PROBLEM DETAILS:
Copy the lines below unchanged, beginning with the line containing "indicate the snow-covered" and continuing through the last line, with both ends included.

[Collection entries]
----------

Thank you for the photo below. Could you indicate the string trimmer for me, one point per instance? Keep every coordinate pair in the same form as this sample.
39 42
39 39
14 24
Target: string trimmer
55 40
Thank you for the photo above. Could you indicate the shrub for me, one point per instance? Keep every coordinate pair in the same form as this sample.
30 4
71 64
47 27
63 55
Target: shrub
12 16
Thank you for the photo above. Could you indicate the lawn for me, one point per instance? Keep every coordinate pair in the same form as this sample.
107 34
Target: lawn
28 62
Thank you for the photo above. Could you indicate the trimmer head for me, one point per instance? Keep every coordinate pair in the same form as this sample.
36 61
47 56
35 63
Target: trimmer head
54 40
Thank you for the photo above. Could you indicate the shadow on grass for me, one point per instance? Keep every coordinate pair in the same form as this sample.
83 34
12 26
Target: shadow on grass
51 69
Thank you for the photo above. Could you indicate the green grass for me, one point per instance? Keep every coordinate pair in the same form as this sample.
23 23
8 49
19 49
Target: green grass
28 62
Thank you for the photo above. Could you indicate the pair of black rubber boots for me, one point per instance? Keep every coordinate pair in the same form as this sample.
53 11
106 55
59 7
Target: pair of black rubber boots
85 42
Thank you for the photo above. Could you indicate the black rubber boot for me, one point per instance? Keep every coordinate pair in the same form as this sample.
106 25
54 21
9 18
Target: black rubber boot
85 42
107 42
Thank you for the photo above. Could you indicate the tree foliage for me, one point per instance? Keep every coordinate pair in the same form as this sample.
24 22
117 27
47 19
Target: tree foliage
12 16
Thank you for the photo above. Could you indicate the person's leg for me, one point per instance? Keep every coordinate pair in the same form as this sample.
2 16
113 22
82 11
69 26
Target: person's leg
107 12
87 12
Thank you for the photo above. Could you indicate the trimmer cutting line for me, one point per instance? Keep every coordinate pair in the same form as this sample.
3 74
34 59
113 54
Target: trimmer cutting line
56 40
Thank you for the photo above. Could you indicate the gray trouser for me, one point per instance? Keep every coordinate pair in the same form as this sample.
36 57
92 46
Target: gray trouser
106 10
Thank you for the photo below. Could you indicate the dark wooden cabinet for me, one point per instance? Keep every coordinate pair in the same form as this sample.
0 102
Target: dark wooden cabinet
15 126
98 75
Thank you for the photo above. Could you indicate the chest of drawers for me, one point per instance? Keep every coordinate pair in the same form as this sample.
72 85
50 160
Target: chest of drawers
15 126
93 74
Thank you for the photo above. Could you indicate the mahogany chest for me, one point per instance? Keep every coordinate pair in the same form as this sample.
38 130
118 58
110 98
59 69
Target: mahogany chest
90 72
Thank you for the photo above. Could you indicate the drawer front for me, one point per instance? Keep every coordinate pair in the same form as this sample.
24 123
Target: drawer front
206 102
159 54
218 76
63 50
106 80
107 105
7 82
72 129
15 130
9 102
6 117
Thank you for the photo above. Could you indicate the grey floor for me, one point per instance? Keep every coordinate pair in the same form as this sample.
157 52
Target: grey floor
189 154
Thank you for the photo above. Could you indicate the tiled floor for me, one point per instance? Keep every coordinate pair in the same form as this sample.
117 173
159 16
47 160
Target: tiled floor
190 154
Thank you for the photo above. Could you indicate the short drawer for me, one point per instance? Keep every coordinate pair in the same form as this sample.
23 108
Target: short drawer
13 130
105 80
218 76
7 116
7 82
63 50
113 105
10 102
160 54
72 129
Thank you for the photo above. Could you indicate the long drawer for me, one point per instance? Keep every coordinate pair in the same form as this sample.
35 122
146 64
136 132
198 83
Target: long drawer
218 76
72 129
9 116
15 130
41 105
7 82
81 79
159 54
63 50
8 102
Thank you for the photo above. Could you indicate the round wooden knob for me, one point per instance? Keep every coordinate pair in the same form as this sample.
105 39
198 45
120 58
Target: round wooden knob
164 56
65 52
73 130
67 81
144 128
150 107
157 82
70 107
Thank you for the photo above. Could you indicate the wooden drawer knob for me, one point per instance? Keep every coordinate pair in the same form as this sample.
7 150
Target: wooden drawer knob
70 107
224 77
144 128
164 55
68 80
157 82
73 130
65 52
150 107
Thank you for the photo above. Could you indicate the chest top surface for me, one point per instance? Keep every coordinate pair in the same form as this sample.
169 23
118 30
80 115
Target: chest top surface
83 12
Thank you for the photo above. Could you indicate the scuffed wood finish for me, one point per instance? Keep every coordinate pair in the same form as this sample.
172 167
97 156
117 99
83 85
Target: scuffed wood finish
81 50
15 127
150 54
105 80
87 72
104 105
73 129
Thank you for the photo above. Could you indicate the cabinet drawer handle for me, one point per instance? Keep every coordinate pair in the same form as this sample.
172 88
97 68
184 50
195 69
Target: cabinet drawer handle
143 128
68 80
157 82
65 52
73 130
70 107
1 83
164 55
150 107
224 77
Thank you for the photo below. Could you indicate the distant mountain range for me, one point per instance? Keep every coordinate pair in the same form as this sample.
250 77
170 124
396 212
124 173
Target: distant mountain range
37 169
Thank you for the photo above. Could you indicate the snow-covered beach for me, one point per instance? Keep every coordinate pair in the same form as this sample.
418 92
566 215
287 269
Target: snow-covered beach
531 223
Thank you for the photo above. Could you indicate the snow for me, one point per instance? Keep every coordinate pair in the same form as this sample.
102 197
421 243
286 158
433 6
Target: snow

----------

SOLUTION:
Thank you for the photo above. Could you indicate the snow-covered beach for me, one point per instance? Keep every coordinate pair in the same form as this sample.
418 92
566 215
287 269
Target: snow-covered beach
531 223
Thank you for the photo above. Could you indicate the snow for me, one point per instance? Keep every coordinate pair in the same form as this sample.
102 197
421 243
286 158
433 6
Target: snow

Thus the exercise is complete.